begin

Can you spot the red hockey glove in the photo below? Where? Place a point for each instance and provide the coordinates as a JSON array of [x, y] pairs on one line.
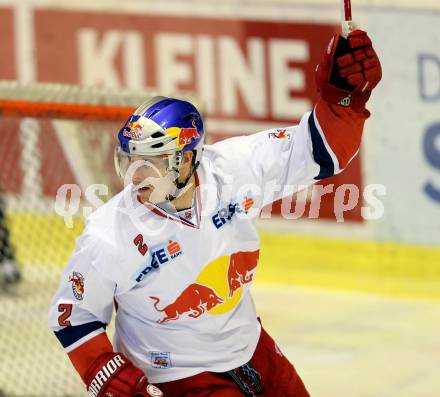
[[349, 71], [113, 375]]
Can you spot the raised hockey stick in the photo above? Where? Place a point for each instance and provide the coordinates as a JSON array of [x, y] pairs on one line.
[[347, 20]]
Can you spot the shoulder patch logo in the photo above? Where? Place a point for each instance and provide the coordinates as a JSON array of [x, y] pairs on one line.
[[279, 134], [77, 280]]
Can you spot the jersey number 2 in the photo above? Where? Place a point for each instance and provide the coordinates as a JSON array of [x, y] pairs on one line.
[[66, 310]]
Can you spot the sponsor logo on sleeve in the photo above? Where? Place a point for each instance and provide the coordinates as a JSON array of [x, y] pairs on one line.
[[226, 214], [279, 134]]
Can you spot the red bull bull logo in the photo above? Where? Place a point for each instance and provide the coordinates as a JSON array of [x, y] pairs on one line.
[[187, 135], [160, 360], [240, 269], [77, 280], [195, 300]]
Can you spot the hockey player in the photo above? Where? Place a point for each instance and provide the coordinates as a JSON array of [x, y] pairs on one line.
[[177, 249]]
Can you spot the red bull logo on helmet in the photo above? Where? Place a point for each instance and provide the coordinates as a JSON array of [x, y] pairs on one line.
[[217, 289], [133, 130], [77, 280]]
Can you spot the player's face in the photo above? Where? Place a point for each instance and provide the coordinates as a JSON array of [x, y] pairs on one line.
[[149, 175]]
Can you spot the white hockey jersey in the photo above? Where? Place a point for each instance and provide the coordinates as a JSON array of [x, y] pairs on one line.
[[181, 282]]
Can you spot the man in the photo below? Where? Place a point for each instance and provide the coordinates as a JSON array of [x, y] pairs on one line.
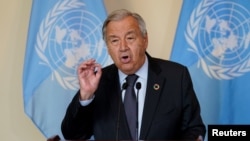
[[168, 108]]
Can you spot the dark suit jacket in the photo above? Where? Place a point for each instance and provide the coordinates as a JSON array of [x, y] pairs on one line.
[[170, 112]]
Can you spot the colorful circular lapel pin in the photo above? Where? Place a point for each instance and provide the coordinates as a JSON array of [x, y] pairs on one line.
[[156, 87]]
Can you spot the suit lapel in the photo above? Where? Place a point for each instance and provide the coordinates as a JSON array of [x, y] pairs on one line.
[[153, 93]]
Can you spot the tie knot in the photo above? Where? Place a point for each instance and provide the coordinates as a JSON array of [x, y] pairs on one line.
[[131, 79]]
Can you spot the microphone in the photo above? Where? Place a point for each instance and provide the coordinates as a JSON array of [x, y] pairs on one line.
[[124, 87], [138, 87]]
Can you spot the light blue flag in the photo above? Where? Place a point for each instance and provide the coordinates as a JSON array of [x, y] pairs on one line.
[[62, 33], [212, 40]]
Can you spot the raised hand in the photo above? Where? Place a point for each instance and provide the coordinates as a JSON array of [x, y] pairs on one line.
[[89, 74]]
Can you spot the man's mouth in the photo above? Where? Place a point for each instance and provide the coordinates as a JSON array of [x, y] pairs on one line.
[[125, 59]]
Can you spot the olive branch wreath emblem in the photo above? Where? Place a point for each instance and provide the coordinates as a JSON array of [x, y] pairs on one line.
[[67, 82], [214, 71]]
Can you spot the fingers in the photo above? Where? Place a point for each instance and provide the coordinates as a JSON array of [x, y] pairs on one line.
[[89, 67]]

end

WRITTEN REQUEST
Render every line of the records above as a Markdown table with the columns "Row" and "Line," numbering each row and skipping any blank lines. Omit the pictures from the table.

TASK RESULT
| Row | Line |
|---|---|
| 1 | Can you spot the red hockey glove in the photo below? Where? Place a point for each instance and provide the coordinates as a JSON array of [x, y] pairs on one line. |
| 2 | [[349, 71], [113, 375]] |
| 3 | Can you spot the raised hockey stick in the photo above? Where? Place a point for each instance and provide the coordinates as a JSON array of [x, y] pairs on one line. |
| 4 | [[347, 20]] |
| 5 | Can you spot the shoulder patch logo in the photo above? Where? Place a point for each instance and provide the coordinates as a JSON array of [x, y] pairs on one line. |
| 6 | [[279, 134], [77, 280]] |
| 7 | Can you spot the jersey number 2 in the photo above? Where? Place a point for each instance and provide the coordinates as a JSON array of [x, y] pairs on one line. |
| 8 | [[66, 310]] |
| 9 | Can you spot the sponsor logo on sleeve in the photo above? Where? Place a point for each instance and provide the coordinates as a JSON array of [x, y] pairs on one line. |
| 10 | [[226, 214], [279, 134]] |
| 11 | Can you spot the red bull bull logo in the photo above? Where? Place a point for each instance and provide the coordinates as a JSON array of [x, y] pairs on one line. |
| 12 | [[187, 135], [160, 360], [240, 269], [77, 280], [195, 300]] |
| 13 | Can you spot the hockey player in the photo above? Where? Place a point for each instance and provide the coordinates as a JSON array of [x, y] pairs on one line. |
| 14 | [[177, 249]] |
| 15 | Can you spot the red bull logo on helmet in the photo above? Where? Place a point for each instance and provide the coordinates as a JSON array of [x, y] pairs on one line. |
| 16 | [[217, 289], [133, 130], [77, 280]] |
| 17 | Can you spot the player's face in the photo above? Where? Place a point for each instance and provide the coordinates as a JSON array of [x, y] pairs on one line. |
| 18 | [[149, 175]] |
| 19 | Can you spot the white hockey jersey in the photo above? Where? Place a point for each instance and provide the coordinates as a JSON array of [x, y] pairs on one line. |
| 20 | [[181, 282]] |
| 21 | Can you spot the man in the photo below? Where? Place a point for each instance and provide the coordinates as a JSON array of [x, y] pairs on one line. |
| 22 | [[168, 108]] |
| 23 | Can you spot the dark suit jacket in the photo above? Where? Place a point for each instance and provide the coordinates as a JSON array of [x, y] pairs on one line. |
| 24 | [[170, 112]] |
| 25 | Can you spot the colorful circular lapel pin in the photo above? Where? Place a point for each instance and provide the coordinates as a JSON array of [x, y] pairs on one line. |
| 26 | [[156, 87]] |
| 27 | Can you spot the suit lapel in the photo above? Where? Place a point for each instance and provide the coordinates as a JSON array of [x, y] pairs on one line. |
| 28 | [[153, 93]] |
| 29 | Can you spot the tie knot in the photo above? Where? Place a point for each instance and provide the coordinates as a JSON array of [x, y] pairs on one line. |
| 30 | [[131, 79]] |
| 31 | Can you spot the microphone in the photo above? Where? Place a point for each instance and provide the coordinates as a JSON array of [x, y] pairs on one line. |
| 32 | [[124, 87], [138, 87]] |
| 33 | Can you spot the light blue flag in the photo above? Where? Place a point for each instance and provide the coordinates as a JSON array of [x, y] pairs on one line. |
| 34 | [[62, 33], [212, 40]] |
| 35 | Can you spot the raised hand in the photo above? Where? Place a point for each instance and provide the coordinates as a JSON array of [x, y] pairs on one line. |
| 36 | [[89, 74]] |
| 37 | Can you spot the man's mouth in the photo above? Where? Place a point for each instance and provide the coordinates as a JSON array of [x, y] pairs on one line. |
| 38 | [[125, 59]] |
| 39 | Can you spot the olive branch wreath emblem in the photo above? Where? Place a point for each instance and provide the coordinates as a JSON array of [x, y] pairs on one line. |
| 40 | [[67, 82], [214, 71]] |
| 41 | Can you spot the fingers in the photo above? Where? Place a point for each instance and provide the coordinates as a JSON array of [x, y] pairs on one line. |
| 42 | [[89, 67]] |